* [Excerpted text]:
-*-*-

I'm trying to create a Dataset
from a datastore using Azure ML, however, the execution hangs forever and never finishes.
This is the code I'm running which I've adapted from the Msft documentation:
import azureml.core
from azureml.core import Workspace, Datastore, Dataset
ws = Workspace.from_config()
datastore = Datastore.get(ws, datastore_name='blobs')
data_path=[(datastore,"contacts.csv")]
Dataset.File.from_files(path=data_path) # <-- This method never finishes
Here we can see that the command never completes:
There is only 1 test file contacts.csv
in the storage. The storage is a Blob container, but I've tested with a data lake (DSL) container and got the same issue. It looks like a similar problem shared in this other question.
I must add that outbound rules are configured to use private endpoints.
As part of my troubleshooting steps, I've confirmed that network connectivity to the storage looks OK - not only by testing via SSH inside the Azure ML instance and it resolves to a private IP, but also using other SDKs such as with the Datastore.download()
method.
Here I show how using a download
approach I can reach the file from the same datastore. This tells me that network and authentication are properly configured, and something is wrong with my Dataset
code? Same infrastructure, just changed the code a bit.
import os
import azureml.core
from azureml.core import Workspace, Datastore, Dataset
ws = Workspace.from_config()
datastore = Datastore.get(ws, datastore_name='blobs')
datastore.download(target_path="./output", prefix="contacts.csv", overwrite=False)
arr = os.listdir('./output')
print(arr)
file = open("./output/contacts.csv", "r").read()
print(file)

-*-*-

* [Records shown]:
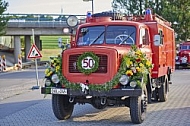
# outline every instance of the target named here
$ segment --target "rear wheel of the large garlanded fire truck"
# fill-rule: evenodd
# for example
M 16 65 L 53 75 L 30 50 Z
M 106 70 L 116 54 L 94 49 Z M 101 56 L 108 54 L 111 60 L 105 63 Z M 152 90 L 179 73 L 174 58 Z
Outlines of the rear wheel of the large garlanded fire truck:
M 158 88 L 158 99 L 160 102 L 167 101 L 168 98 L 168 77 L 165 76 L 164 82 L 162 83 L 161 87 Z

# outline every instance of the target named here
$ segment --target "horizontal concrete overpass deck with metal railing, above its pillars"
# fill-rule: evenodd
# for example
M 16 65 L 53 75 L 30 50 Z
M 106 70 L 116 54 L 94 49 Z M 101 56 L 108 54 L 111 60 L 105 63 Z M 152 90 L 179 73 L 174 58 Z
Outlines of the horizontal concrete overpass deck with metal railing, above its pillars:
M 6 35 L 31 35 L 32 29 L 35 35 L 63 35 L 63 28 L 68 28 L 66 21 L 8 22 Z

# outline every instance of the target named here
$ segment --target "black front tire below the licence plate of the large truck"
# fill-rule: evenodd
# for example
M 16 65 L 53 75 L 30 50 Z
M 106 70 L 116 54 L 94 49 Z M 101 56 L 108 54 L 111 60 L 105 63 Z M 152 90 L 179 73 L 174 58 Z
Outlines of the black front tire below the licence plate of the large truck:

-*-*-

* [What to do]:
- 1) In the Azure ML forum post, list every keyword argument passed in the datastore.download call, together with the value given for each.
- 2) Reproduce the passage of the Azure ML forum post between "Here I show" and "code a bit.", inclusive.

* [Written answers]:
- 1)
- target_path="./output"
- prefix="contacts.csv"
- overwrite=False

- 2)
Here I show how using a download
approach I can reach the file from the same datastore. This tells me that network and authentication are properly configured, and something is wrong with my Dataset
code? Same infrastructure, just changed the code a bit.